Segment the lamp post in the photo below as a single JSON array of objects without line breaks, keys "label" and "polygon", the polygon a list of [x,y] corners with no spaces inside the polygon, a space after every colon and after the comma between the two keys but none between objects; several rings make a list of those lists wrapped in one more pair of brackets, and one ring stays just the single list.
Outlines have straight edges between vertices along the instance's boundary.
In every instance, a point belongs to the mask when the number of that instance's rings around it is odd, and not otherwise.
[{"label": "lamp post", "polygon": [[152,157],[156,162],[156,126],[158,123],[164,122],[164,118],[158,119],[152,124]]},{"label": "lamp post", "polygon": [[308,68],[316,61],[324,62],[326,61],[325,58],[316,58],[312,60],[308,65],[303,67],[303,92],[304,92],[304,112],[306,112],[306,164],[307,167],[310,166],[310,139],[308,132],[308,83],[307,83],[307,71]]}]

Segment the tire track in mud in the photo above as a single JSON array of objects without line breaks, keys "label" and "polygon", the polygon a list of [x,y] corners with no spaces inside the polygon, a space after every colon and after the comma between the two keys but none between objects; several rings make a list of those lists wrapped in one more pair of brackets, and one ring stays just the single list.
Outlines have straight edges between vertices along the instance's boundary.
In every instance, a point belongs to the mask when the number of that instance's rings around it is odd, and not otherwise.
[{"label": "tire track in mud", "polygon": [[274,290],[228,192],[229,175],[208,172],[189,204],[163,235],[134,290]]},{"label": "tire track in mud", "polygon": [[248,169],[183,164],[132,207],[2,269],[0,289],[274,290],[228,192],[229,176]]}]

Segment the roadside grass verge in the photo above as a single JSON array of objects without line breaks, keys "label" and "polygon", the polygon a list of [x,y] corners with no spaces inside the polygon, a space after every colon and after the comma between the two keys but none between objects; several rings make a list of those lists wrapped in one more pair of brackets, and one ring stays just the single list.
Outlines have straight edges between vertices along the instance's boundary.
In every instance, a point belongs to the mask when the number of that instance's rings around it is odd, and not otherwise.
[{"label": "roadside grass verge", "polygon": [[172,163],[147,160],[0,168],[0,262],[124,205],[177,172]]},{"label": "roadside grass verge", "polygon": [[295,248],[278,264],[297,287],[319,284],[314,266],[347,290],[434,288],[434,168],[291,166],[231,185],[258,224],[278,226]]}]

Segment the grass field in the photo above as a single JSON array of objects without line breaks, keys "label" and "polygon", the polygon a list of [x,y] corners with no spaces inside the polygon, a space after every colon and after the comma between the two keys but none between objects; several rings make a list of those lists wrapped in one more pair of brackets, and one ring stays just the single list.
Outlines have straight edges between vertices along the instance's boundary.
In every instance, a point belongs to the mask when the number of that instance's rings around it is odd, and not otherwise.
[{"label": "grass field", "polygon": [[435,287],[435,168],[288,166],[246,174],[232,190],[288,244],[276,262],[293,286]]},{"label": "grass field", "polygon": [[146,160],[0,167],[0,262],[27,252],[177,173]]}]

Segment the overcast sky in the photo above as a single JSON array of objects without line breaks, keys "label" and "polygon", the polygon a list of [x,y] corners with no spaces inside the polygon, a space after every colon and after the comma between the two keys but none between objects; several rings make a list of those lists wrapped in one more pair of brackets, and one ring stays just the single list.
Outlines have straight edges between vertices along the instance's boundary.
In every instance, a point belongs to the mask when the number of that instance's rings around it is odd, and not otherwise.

+++++

■ **DIRECTIONS FOR THIS TASK**: Rewrite everything from the line containing "Segment the overcast" down to the end of the items, replacing "vertices" with "corner points" and leaving every other word unchanged.

■ **FINAL RESULT**:
Segment the overcast sky in the photo above as a single JSON array of objects without line breaks, keys "label" and "polygon", the polygon a list of [x,y] corners with no spaces inside the polygon, a space after every colon and after the comma between the two keys but none between objects; several rings make a list of those lists wrapped in one more pair of brackets, and one ring stays just the single list.
Outlines have straight edges between corner points along the instance's boundary.
In every instance, a point belongs to the mask when the number of that instance's rings around it is odd, and not otherwise.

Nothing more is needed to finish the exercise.